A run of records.
━━━━━━━━━━

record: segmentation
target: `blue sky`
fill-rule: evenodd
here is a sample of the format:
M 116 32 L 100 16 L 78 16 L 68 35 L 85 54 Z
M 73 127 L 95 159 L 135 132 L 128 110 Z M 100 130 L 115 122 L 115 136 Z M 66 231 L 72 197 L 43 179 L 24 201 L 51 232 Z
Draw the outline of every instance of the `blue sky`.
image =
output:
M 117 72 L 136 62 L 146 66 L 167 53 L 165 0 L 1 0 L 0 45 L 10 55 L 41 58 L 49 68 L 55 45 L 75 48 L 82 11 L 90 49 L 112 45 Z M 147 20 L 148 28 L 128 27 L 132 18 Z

━━━━━━━━━━

Stated problem. Copy these lines word for word.

Response.
record: segmentation
target: `blue sky`
fill-rule: evenodd
here is a sample of the format:
M 116 32 L 100 16 L 78 16 L 68 35 L 85 54 Z
M 73 127 L 95 159 L 135 132 L 128 110 Z M 100 130 L 115 122 L 115 136 Z M 66 231 L 72 197 L 43 179 L 24 201 L 51 232 Z
Draw the outline of every instance of the `blue sky`.
image =
output:
M 117 72 L 136 62 L 146 66 L 167 53 L 165 0 L 1 0 L 0 45 L 10 55 L 41 58 L 49 68 L 55 45 L 75 48 L 82 11 L 90 49 L 112 45 Z M 147 20 L 148 28 L 128 27 L 132 18 Z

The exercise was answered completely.